**Task 1**:
Count the lines of the entries below that contain the string "trousers", and reply with the number only.

* start Source document *

Profiling Python code
In Profile
To improve the performance of your applications, you need to conduct some kind of dynamic (program, software, code) analysis, also called profiling, to measure metrics of interest. A key metric for developers is time (i.e., where is the code spending most of its time?), because it allows you to focus on areas, or hotspots, that can be made to run faster.
And, this might seem obvious, but if you don't profile for code optimization, you could flounder all over the code improving sections you think might be bottlenecks. I have seen people spend hours working a particular part of their code when a simple profile showed that portion of the code contributed very little to the overall run time. I admit that I have also done this; however, once I profiled the code, I found that I had wasted my time and needed to focus elsewhere.
Different kinds of profiling (e.g., event-based, statistical, instrumented, simulation), are used in different situations. In this article, I focus on two types: deterministic and statistical. Deterministic profiling captures every computation of the code and produces very accurate profiles, but it can greatly slow down code performance. Although you achieve very good accuracy with the profile, run times are greatly increased, and you have to wonder whether the profiling didn't adversely affect how the code ran. For example, did the profiling cause the computation bottlenecks to move to a different place in the code?
Statistical profiling, on the other hand, takes periodic "samples" of the code computations and uses them as representations of the profile of the code. This method usually has very little effect on code performance, so you can get a profile that is very close to the real execution of the code. You do have to wonder about the correct time interval to get an accurate profile of the application while not affecting the run time. Usually this means setting the time intervals to smaller and smaller values to capture the profile accurately. If the interval becomes too small, however, it almost becomes deterministic profiling, and run time is greatly increased.

* end Source document *
* start Material to process *

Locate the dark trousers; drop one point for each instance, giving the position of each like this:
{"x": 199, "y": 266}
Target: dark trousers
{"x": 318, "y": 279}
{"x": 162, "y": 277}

* end Material to process *

**Task 2**:
Return the entire article on profiling Python code above, word for word.

**Exercise answer 1**:
2

**Exercise answer 2**:
Profiling Python code
In Profile
To improve the performance of your applications, you need to conduct some kind of dynamic (program, software, code) analysis, also called profiling, to measure metrics of interest. A key metric for developers is time (i.e., where is the code spending most of its time?), because it allows you to focus on areas, or hotspots, that can be made to run faster.
And, this might seem obvious, but if you don't profile for code optimization, you could flounder all over the code improving sections you think might be bottlenecks. I have seen people spend hours working a particular part of their code when a simple profile showed that portion of the code contributed very little to the overall run time. I admit that I have also done this; however, once I profiled the code, I found that I had wasted my time and needed to focus elsewhere.
Different kinds of profiling (e.g., event-based, statistical, instrumented, simulation), are used in different situations. In this article, I focus on two types: deterministic and statistical. Deterministic profiling captures every computation of the code and produces very accurate profiles, but it can greatly slow down code performance. Although you achieve very good accuracy with the profile, run times are greatly increased, and you have to wonder whether the profiling didn't adversely affect how the code ran. For example, did the profiling cause the computation bottlenecks to move to a different place in the code?
Statistical profiling, on the other hand, takes periodic "samples" of the code computations and uses them as representations of the profile of the code. This method usually has very little effect on code performance, so you can get a profile that is very close to the real execution of the code. You do have to wonder about the correct time interval to get an accurate profile of the application while not affecting the run time. Usually this means setting the time intervals to smaller and smaller values to capture the profile accurately. If the interval becomes too small, however, it almost becomes deterministic profiling, and run time is greatly increased.